Written request
Copy out the entries below precisely; nothing is to be omitted.

****************************************

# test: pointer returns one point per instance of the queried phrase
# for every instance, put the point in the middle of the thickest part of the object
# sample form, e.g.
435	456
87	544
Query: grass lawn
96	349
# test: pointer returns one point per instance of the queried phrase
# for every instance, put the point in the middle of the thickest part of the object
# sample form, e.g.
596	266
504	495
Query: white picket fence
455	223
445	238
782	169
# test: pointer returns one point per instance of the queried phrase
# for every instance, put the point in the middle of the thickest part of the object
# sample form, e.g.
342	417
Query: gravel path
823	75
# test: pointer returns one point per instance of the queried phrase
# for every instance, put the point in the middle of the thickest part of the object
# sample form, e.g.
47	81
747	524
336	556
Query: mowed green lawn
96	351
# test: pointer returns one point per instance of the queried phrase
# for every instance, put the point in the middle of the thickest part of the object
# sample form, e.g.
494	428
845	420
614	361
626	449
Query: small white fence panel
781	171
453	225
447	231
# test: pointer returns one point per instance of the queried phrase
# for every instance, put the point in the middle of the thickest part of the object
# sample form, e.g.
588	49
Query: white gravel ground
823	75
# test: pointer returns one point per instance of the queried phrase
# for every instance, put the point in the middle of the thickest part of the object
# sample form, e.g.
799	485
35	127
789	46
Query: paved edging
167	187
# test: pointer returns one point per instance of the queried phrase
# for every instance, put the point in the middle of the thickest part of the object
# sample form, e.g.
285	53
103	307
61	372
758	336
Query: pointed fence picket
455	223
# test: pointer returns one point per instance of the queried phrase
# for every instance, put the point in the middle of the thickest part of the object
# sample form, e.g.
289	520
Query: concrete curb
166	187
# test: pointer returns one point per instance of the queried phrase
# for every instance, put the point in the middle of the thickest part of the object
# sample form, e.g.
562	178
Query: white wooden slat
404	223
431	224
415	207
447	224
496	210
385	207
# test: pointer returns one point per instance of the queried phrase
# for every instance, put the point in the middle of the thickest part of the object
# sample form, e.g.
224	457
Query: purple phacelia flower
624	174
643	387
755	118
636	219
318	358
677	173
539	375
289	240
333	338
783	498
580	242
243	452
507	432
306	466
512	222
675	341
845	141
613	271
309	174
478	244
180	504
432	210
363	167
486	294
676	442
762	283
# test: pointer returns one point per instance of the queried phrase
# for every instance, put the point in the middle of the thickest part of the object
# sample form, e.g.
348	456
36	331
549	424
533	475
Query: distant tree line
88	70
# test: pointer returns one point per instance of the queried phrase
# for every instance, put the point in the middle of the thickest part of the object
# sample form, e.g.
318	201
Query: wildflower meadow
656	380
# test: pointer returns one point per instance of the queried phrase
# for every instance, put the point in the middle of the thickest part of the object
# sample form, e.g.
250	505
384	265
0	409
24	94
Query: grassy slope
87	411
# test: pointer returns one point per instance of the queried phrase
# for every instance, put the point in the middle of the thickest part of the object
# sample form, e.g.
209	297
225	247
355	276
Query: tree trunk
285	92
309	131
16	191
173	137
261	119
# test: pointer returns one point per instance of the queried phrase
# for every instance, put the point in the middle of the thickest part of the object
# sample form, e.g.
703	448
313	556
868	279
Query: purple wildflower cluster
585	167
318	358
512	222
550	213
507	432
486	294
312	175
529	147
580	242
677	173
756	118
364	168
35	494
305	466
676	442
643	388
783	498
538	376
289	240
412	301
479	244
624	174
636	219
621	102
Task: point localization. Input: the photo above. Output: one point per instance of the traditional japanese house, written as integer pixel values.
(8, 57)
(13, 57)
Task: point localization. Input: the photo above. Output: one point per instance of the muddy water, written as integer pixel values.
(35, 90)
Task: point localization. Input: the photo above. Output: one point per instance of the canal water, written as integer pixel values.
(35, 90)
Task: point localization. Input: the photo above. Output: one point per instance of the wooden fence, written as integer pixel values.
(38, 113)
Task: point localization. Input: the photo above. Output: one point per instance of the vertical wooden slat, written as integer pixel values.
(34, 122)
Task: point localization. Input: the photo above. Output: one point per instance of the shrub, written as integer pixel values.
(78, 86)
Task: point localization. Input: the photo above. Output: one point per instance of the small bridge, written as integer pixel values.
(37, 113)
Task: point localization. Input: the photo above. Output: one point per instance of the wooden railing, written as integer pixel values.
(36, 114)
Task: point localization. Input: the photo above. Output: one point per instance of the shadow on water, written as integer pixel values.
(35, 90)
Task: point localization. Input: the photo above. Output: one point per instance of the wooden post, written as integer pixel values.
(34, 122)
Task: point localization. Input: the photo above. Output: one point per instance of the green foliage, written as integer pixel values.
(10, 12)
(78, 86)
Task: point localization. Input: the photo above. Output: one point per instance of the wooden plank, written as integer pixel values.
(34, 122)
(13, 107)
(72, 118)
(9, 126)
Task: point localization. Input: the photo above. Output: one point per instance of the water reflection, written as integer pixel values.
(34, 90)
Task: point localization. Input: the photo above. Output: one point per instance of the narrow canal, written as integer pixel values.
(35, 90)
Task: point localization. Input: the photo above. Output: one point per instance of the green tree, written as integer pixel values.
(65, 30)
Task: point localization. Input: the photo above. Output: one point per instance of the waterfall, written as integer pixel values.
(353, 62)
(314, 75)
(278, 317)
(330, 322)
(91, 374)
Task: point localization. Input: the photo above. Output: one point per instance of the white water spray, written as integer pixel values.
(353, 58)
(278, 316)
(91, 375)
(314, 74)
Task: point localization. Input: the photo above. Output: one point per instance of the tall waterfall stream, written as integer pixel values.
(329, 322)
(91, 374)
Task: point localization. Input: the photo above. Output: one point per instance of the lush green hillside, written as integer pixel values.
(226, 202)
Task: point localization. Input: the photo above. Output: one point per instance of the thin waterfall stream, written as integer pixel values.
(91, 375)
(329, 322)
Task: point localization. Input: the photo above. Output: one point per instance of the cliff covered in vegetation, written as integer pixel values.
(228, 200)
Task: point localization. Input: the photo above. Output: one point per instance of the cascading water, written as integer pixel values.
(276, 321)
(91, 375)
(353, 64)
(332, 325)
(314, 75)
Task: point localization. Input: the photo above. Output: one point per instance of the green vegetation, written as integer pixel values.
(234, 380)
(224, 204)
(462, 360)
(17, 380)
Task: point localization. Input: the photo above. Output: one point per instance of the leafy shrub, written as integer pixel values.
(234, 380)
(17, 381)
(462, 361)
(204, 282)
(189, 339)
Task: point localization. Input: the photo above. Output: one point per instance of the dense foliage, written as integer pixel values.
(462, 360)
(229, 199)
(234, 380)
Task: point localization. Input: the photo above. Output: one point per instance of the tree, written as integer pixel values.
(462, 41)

****************************************

Written answer
# test: pointer returns one point per instance of the queried phrase
# for every instance, put the point in the middle of the thickest part of the object
# sample form, e.g.
435	456
87	544
Query: grass lawn
96	349
# test: pointer returns one point per instance of the queried phrase
# for every instance, put the point in the middle of the thickest part of the object
# sample form, e.g.
596	266
504	495
Query: white picket fence
455	223
445	238
782	169
# test: pointer returns one point per instance of the queried phrase
# for every instance, put the point in the middle of the thickest part of the object
# sample form, e.g.
342	417
Query: gravel path
823	75
# test: pointer returns one point per instance of the queried phrase
# for every instance, put the point in the middle of the thickest part of the object
# sample form, e.g.
47	81
747	524
336	556
Query: mowed green lawn
96	351
# test: pointer returns one point per instance of the queried phrase
# for every instance, put the point in the middle of the thickest part of the object
# sample form, e.g.
494	428
845	420
614	361
626	449
Query: small white fence panel
781	171
453	225
447	231
# test: pointer returns one point per instance of the queried phrase
# for every instance, put the point in the middle of the thickest part of the object
# sample form, e.g.
588	49
Query: white gravel ground
823	75
# test: pointer returns one point per instance of the queried phrase
# for every instance, put the point in the middle of the thickest part of the object
# sample form, e.g.
799	485
35	127
789	46
Query: paved edging
167	187
# test: pointer returns one point per instance of the queried phrase
# for every instance, put the point in the middle of the thickest part of the object
# sample form, e.g.
285	53
103	307
61	372
758	336
Query: pointed fence picket
455	223
# test: pointer returns one point per instance of the queried phrase
# for every instance, put the point in the middle of the thickest part of the object
# sample form, e.g.
289	520
Query: concrete curb
166	187
# test: pointer returns one point per instance of the queried phrase
# for every instance, put the point in the middle of the thickest part of the object
# sample form, e.g.
562	178
Query: white wooden slat
404	223
431	224
415	207
447	224
496	210
385	207
# test: pointer returns one point per instance of the queried phrase
# for every instance, put the point in the middle of the thickest part of the object
# sample form, e.g.
224	457
Query: purple phacelia flower
624	174
643	387
755	118
636	219
318	358
677	173
539	375
289	240
333	338
783	498
580	242
243	452
507	432
306	466
512	222
675	341
845	141
613	271
309	174
478	244
180	504
432	210
363	167
486	294
676	442
762	283
# test: pointer returns one point per instance of the queried phrase
# for every instance, put the point in the middle of the thickest part of the object
# sample form, e.g.
348	456
36	331
549	424
533	475
Query: distant tree line
88	70
# test: pointer returns one point per instance of the queried phrase
# for every instance, put the point in the middle of the thickest part of the object
# sample form, e.g.
318	201
Query: wildflower meadow
656	380
# test: pointer returns one point per instance of the queried phrase
# for every instance, put the point in the middle of the thickest part of the object
# sample form, e.g.
250	505
384	265
0	409
24	94
Query: grassy slope
87	411
# test: pointer returns one point per instance of the queried phrase
# for every instance, put the point in the middle of the thickest part of the object
# sample form, e.g.
209	297
225	247
355	276
Query: tree trunk
285	92
309	131
16	191
173	137
261	119
# test: pointer returns one point per instance of the queried phrase
# for every instance, put the point in the middle of the thickest part of the object
# sample form, e.g.
703	448
313	556
868	279
Query: purple wildflower cluster
585	167
318	358
512	222
550	213
507	432
486	294
312	175
529	147
580	242
677	173
756	118
364	168
35	494
305	466
676	442
643	388
783	498
538	376
289	240
412	301
479	244
624	174
636	219
621	102
Task: point localization. Input: the photo above. Output: one point per instance of the traditional japanese house, written as integer pixel values.
(8, 57)
(13, 57)
Task: point localization. Input: the photo above. Output: one point per instance of the muddy water, written as integer pixel values.
(35, 90)
Task: point localization. Input: the photo above. Output: one point per instance of the canal water, written as integer pixel values.
(35, 90)
Task: point localization. Input: the photo above. Output: one point per instance of the wooden fence, written as integer pixel values.
(38, 113)
Task: point localization. Input: the photo above. Output: one point per instance of the vertical wooden slat, written as integer pixel values.
(34, 122)
Task: point localization. Input: the photo above. Output: one point per instance of the shrub, written as integer pixel values.
(78, 86)
Task: point localization. Input: the photo above. Output: one point per instance of the small bridge, written as integer pixel values.
(37, 113)
Task: point localization. Input: the photo above. Output: one point per instance of the wooden railing, written as integer pixel values.
(36, 114)
Task: point localization. Input: the photo above. Output: one point per instance of the shadow on water, written as integer pixel values.
(35, 90)
Task: point localization. Input: the photo above. Output: one point per instance of the wooden post, written as integer pixel values.
(34, 122)
Task: point localization. Input: the photo above. Output: one point per instance of the green foliage, written as integer pixel values.
(10, 12)
(78, 86)
Task: point localization. Input: the photo above. Output: one point per instance of the wooden plank, written as integer pixel values.
(34, 122)
(13, 107)
(72, 118)
(9, 126)
Task: point localization. Input: the photo above. Output: one point per instance of the water reflection, written as integer pixel values.
(34, 90)
Task: point localization. Input: the photo above. Output: one point per instance of the narrow canal, written as integer pixel values.
(35, 90)
Task: point localization. Input: the photo above. Output: one point per instance of the green tree, written as integer pixel values.
(65, 30)
Task: point localization. Input: the photo above. Output: one point per instance of the waterfall, written as integer pixel values.
(353, 62)
(314, 75)
(278, 317)
(330, 322)
(91, 374)
Task: point localization. Input: the photo above. Output: one point per instance of the white water spray, written as integer pixel values.
(353, 58)
(278, 316)
(91, 375)
(314, 74)
Task: point localization. Input: the photo above. Output: one point per instance of the tall waterfall stream, written as integer pixel values.
(329, 322)
(91, 374)
Task: point localization. Input: the photo above. Output: one point per instance of the lush green hillside, written as integer pixel values.
(226, 202)
Task: point localization. Input: the photo above. Output: one point per instance of the thin waterfall stream, written as integer pixel values.
(91, 375)
(329, 322)
Task: point localization. Input: the photo above. Output: one point per instance of the cliff covered in vegetation, written as integer pixel values.
(228, 200)
Task: point localization. Input: the photo above. Output: one point per instance of the cascading water, written as integer pixel values.
(276, 321)
(91, 375)
(353, 64)
(332, 325)
(314, 75)
Task: point localization. Input: the photo above. Output: one point per instance of the green vegetation, written as integer pixel values.
(234, 380)
(224, 204)
(462, 360)
(17, 380)
Task: point localization. Input: the photo above. Output: one point per instance of the leafy shrub, written as integer pixel values.
(234, 380)
(17, 381)
(462, 361)
(204, 282)
(189, 339)
Task: point localization. Input: the photo above. Output: one point per instance of the dense foliage, written as integer pixel values.
(462, 360)
(229, 199)
(234, 380)
Task: point localization. Input: the photo above. Output: one point per instance of the tree, written as integer pixel values.
(462, 41)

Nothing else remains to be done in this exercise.